- [Information supplied]

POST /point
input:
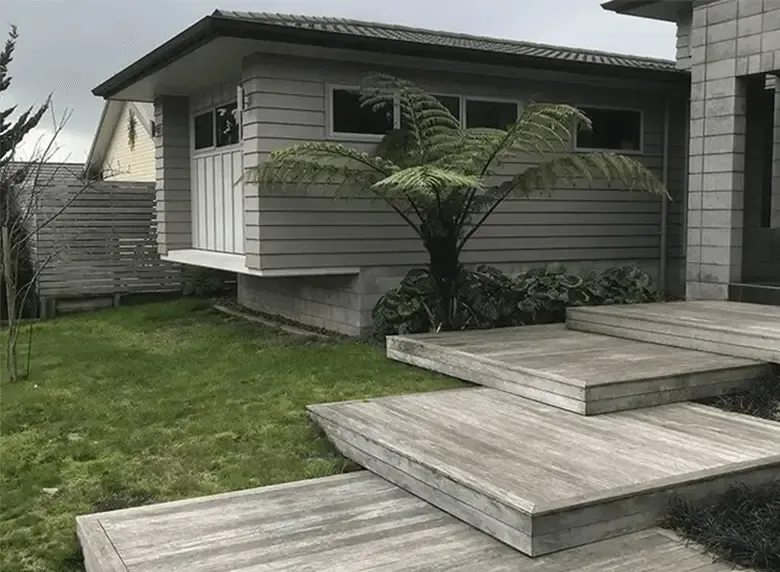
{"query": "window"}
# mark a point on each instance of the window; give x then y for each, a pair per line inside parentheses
(349, 117)
(490, 114)
(452, 103)
(218, 127)
(227, 124)
(204, 130)
(613, 130)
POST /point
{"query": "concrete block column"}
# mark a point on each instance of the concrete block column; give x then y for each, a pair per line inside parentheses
(717, 157)
(775, 214)
(172, 158)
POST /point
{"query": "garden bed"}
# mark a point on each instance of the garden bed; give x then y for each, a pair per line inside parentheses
(741, 526)
(165, 401)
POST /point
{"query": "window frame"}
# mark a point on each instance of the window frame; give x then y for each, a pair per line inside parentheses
(467, 98)
(212, 109)
(641, 151)
(358, 137)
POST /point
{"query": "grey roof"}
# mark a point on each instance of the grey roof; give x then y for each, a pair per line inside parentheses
(146, 112)
(52, 173)
(377, 30)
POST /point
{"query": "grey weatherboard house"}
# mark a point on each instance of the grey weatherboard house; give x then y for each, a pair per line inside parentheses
(236, 85)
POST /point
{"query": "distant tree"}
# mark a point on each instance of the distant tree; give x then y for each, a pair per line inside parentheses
(440, 178)
(22, 183)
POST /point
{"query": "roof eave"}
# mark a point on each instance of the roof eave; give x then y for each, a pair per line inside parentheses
(200, 33)
(214, 26)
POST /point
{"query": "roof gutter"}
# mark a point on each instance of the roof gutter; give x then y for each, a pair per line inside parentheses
(215, 26)
(200, 33)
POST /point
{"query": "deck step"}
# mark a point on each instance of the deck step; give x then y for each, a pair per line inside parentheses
(542, 479)
(577, 371)
(347, 523)
(755, 293)
(730, 328)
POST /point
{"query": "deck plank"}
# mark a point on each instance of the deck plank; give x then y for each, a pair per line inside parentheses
(348, 523)
(730, 328)
(555, 478)
(582, 372)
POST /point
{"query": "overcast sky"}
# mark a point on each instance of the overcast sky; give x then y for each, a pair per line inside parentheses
(69, 46)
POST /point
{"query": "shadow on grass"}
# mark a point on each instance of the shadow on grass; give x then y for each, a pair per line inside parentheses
(763, 400)
(742, 525)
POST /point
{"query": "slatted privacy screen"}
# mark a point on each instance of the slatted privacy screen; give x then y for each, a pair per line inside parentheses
(104, 242)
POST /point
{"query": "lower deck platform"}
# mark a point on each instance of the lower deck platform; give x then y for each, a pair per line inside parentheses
(347, 523)
(542, 479)
(729, 328)
(577, 371)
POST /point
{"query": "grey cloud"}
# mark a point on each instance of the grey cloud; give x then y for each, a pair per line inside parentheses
(69, 46)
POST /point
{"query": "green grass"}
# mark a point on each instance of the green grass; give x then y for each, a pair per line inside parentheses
(161, 402)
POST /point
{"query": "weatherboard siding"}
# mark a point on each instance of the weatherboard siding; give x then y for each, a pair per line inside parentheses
(287, 103)
(126, 162)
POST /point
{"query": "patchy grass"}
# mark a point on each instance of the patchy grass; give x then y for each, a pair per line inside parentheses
(166, 401)
(743, 524)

- [Task prompt]
Quote the entries in full. Any image among them is to be omitted from the copy.

- [Written answer]
POST /point
input:
{"query": "window"}
# mark a point on each instance of the window; give x then y for each, a pair per line inside parentheses
(349, 117)
(490, 114)
(452, 103)
(218, 127)
(227, 124)
(204, 130)
(613, 130)
POST /point
{"query": "concrete block column"}
# mark a point on each instance of the concrete block column; give x then y for each, a pair per line inside parentheses
(717, 157)
(775, 214)
(172, 158)
POST /point
{"query": "garden bed"}
# mark a point on each instance of the garden bed; give x then y for each, a pair per line inside parentheses
(741, 526)
(165, 401)
POST /point
{"query": "window frame"}
# mark a point on each instance of the window frame; give x then y for each, a pair per line inside parentheses
(467, 98)
(212, 109)
(641, 151)
(358, 137)
POST /point
{"query": "grey roof"}
# mark a point on each instance of the grey roof; give x then y for each, a pair per line inside parentheses
(146, 112)
(52, 173)
(377, 30)
POST /point
{"query": "grey weatherboard house"}
# mark a point on each instance of the grey weatherboard house; give x then y for each, a pair per line inside parentheses
(236, 85)
POST /point
{"query": "distant tree"}
# mark a point on each instance of the distant tree; give x then y for each, a pair per line inside parentheses
(440, 178)
(22, 183)
POST /point
{"query": "roof eave"}
# mark a point on each instance of the roof eave; give x then y for each, a pair per line inside parentheses
(200, 33)
(214, 26)
POST /point
{"query": "roof gutter"}
# mark a point on each instance of the roof gutter; give x then y for each, a pair per line inside parentheses
(215, 26)
(200, 33)
POST /point
{"query": "deck step"}
# mark a point on each instance of the deck step; give x then y for each, a pair per line inside parentheses
(542, 479)
(577, 371)
(347, 523)
(755, 293)
(730, 328)
POST /point
{"query": "deck plank"}
# mark a point on each instance of the deck plank; give x then y for each, a pair per line inside parentheses
(348, 523)
(730, 328)
(555, 478)
(582, 372)
POST /point
{"query": "overcast sky"}
# mark a point on each instance of the overcast sky; give x then y for each, a pair per line inside parentheses
(69, 46)
POST /point
{"query": "shadow on grass"}
# mark a point on each instance of the shadow on grass; give x then y for each, a pair per line inside parentheses
(763, 400)
(742, 525)
POST /point
{"query": "slatted privacy screen"}
# mark a point on each instance of the slatted privacy screen; give x then y for each, a pair per line inside parentheses
(104, 242)
POST /point
{"query": "lower deck platform"}
# mark a point on each instance of the lower deck platform; give x then y for each, a pair per line inside parentheses
(347, 523)
(542, 479)
(729, 328)
(577, 371)
POST /point
{"query": "grey cloud"}
# mark a point on each instance of the grey cloud; give x then y for each, a pair per line inside parentheses
(69, 46)
POST /point
{"query": "green grass"}
# mark a point on each instance of the green grass; give x then y for each, a pair per line inside parentheses
(161, 402)
POST /point
{"query": "weatherboard siding"}
# mark a point on each instance of the weatherboard siding; give x then y for each, a pair per line inside parentheses
(287, 103)
(126, 162)
POST /point
{"query": "patchy grass"}
# mark a point on each instance of the patchy grass; give x then y for each, a pair per line inside parentheses
(166, 401)
(743, 524)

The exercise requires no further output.